**Supplied passage**

[START]

This is what Trump’s wall looks like four years after he was elected to build it

The Trump administration will surpass 400 miles of new border wall, with roughly the same amount funded and headed for construction, as the country heads to the polls on Election Day.

The Washington Examiner traveled in late October to see existing wall from previous administrations, new barrier, and unfenced areas of the border in Texas, New Mexico, Arizona, and California to learn where the president’s 2016 campaign promise stands.

Thirty-foot wall now stands up and down the 2,000-mile border and marks a visible accomplishment for the Trump White House, even after critics claimed in early years that it was a silly idea, a waste of taxpayer money, and simply impossible to build.

Over the past four fiscal years, Congress passed budgets with $15 billion for 738 miles of a new border wall system, which includes new roads, lighting, a host of technology options, and the physical wall. Early on, the federal agency that planned where wall would go, U.S. Customs and Border Protection, determined that roughly half of the 700 miles of fencing that had been installed during the George W. Bush and Obama administrations was insufficient for blocking people from illegally immigrating into the United States.

[END]

**Data entries**
[START]

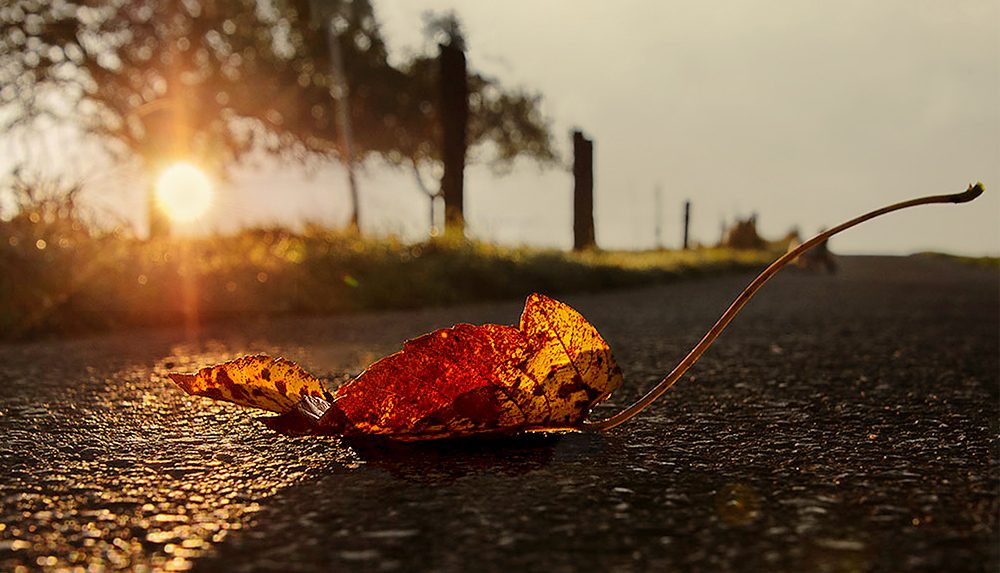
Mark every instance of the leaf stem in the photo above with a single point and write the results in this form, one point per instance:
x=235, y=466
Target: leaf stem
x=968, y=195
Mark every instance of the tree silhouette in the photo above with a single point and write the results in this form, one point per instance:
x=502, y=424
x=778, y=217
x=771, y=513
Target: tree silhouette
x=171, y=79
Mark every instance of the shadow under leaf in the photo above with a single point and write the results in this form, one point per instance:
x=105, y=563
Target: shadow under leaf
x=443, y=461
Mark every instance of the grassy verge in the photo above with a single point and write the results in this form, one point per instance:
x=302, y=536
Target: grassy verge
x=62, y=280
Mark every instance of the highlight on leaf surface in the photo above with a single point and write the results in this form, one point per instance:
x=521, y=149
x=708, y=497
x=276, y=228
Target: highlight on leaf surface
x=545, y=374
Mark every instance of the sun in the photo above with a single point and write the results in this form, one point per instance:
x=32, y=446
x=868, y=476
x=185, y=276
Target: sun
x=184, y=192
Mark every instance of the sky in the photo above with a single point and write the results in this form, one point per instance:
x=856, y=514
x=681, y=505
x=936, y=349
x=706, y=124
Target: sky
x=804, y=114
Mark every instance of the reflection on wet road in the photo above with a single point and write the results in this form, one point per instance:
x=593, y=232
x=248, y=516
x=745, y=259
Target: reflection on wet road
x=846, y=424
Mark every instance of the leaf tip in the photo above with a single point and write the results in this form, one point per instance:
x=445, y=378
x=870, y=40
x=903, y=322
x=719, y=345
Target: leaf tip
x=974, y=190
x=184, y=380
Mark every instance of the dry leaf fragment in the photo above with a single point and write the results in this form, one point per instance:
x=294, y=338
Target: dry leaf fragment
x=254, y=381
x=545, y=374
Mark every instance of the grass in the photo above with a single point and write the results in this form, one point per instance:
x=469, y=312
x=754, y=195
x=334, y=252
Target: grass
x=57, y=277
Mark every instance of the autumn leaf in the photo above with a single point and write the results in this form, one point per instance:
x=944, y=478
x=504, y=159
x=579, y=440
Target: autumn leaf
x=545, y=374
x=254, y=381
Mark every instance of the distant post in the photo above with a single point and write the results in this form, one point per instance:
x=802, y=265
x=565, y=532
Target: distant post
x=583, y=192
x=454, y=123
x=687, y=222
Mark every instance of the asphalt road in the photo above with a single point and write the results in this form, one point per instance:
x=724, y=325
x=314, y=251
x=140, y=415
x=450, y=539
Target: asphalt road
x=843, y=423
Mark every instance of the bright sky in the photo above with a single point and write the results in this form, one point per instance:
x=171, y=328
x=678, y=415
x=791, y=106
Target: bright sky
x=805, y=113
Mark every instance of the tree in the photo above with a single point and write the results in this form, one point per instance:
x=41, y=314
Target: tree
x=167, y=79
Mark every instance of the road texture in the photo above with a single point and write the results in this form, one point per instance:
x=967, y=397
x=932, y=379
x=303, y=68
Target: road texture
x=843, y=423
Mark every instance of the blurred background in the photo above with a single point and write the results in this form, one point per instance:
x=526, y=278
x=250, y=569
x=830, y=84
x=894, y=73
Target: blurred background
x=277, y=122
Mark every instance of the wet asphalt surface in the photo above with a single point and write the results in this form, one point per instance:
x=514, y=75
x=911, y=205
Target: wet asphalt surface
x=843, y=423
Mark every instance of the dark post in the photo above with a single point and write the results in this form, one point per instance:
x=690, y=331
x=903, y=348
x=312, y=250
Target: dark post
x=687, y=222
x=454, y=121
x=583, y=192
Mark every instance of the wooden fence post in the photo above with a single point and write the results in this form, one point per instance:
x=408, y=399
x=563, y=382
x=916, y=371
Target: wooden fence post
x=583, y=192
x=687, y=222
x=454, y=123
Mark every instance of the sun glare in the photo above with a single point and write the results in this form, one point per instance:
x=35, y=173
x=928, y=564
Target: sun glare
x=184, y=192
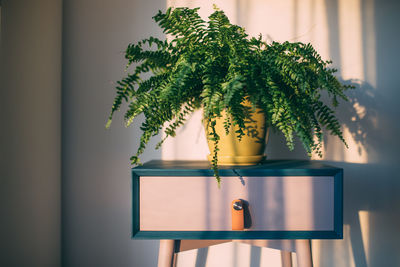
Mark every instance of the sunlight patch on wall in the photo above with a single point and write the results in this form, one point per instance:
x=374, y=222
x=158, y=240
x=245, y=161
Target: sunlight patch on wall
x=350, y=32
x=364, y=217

[END]

**The tasks**
1. In the border wall article, rewrite everything from "The Trump administration" down to "on Election Day.", substituting "ballot box" for "polls".
2. According to the border wall article, how much money did Congress budget for a new border wall system over the past four fiscal years?
3. Please extend the article on Trump's border wall with the next part.

**Responses**
1.
The Trump administration will surpass 400 miles of new border wall, with roughly the same amount funded and headed for construction, as the country heads to the ballot box on Election Day.

2. $15 billion

3.
Four-hundred of the 738 miles of wall funded under President Trump is for building new wall in areas with insufficient barriers. The remaining more than 330 miles are in places that have never had any sort of barrier.

Rio Grande Valley, Texas

Wall progress in the Rio Grande Valley has been slower than in other regions along the border. Seven miles have been completed. Another 103 miles are set to go up, which would be in addition to an existing 55 miles of barrier. Border Patrol agents in the valley are responsible for 277 miles of largely overgrown brush that runs along the international boundary river.

“We have a ways to go, but we’re getting there,” Jason Montemayor, a Border Patrol agent who leads its infrastructure and technology department, said during a tour in late October. “Real estate’s coming … Now that the contracts can go out and just work, work, work. So, we’re getting there. It’s speeding up.”

Southeastern Texas is the only place where the wall doubles as a levee system. Because of flooding in the region, government planners took longer to consider how to make a wall that could double as a device able to hold back water from a nearby river. A concrete structure was erected in front of higher ground, and an 18-foot slatted steel wall was mounted on top. The wall here is set back a mile or so north of the Rio Grande River because the marshy ground near the river could not support the project.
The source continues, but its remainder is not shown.